- **Görevin gereği**
İslam Birliği konulu metinde "Avrupa Birliği’ni milletimiz" sözleriyle başlayıp "mühim bir vazifesidir." sözleriyle biten bölümü lütfen olduğu gibi aktarın.

- **Verilen metin**
────────────────────

AVRUPA BİRLİĞİ YERİNE İSLAM BİRLİĞİ

AVRUPA BİRLİĞİ YERİNE İSLAM BİRLİĞİ

20. ve 21. Asrın Müceddidi Bediüzzaman Hazretleri ve Risale-i Nur Külliyatı ve Şahs-ı Manevisinin vazifesi, “Bu zamanın en büyük farz vazifesi İttihad-ı İslam’dır” prensibine binaen imanları takviye, anarşi ve dinsizliği bertaraf etme hizmetinden sonra en büyük davası, İslam Aleminin, Türk Milletine karşı eski muhabbet ve kardeşliğini celbetmek ve İslam Kardeşlik ittifakı ile İslam Birliğine yol açmaktır.

 

Avrupa Birliği’ni milletimiz için tek hedef ve alternatifsiz yol gibi gösteren sağda ve solda bir kısım Siyasetçilere karşı, Avrupa’dan gelen ve getirilen bid’alardan, dalaletlerden, dünyaperestlik ve sefahetlerden, milletimizi ikaz ve irşad etmek ve sefih Avrupa Medeniyetinin çirkinliğini ve İslam Dünyasına karşı düşmanlik ve çifte-standart ikiyüzlü davranışlarını göstermek ve Avrupanın cazibedar sefahetlerinden insanlarımızı kurtarmak, Risale-i Nur’un ve Hakiki Talebelerinin en mühim bir vazifesidir.

────────────────────

- **Veri kayıtları**
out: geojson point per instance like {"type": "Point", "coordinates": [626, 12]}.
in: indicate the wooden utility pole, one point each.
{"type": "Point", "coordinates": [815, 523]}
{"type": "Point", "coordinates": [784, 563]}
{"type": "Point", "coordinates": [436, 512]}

────────────────────

- **Alıştırmanın cevabı**
Avrupa Birliği’ni milletimiz için tek hedef ve alternatifsiz yol gibi gösteren sağda ve solda bir kısım Siyasetçilere karşı, Avrupa’dan gelen ve getirilen bid’alardan, dalaletlerden, dünyaperestlik ve sefahetlerden, milletimizi ikaz ve irşad etmek ve sefih Avrupa Medeniyetinin çirkinliğini ve İslam Dünyasına karşı düşmanlik ve çifte-standart ikiyüzlü davranışlarını göstermek ve Avrupanın cazibedar sefahetlerinden insanlarımızı kurtarmak, Risale-i Nur’un ve Hakiki Talebelerinin en mühim bir vazifesidir.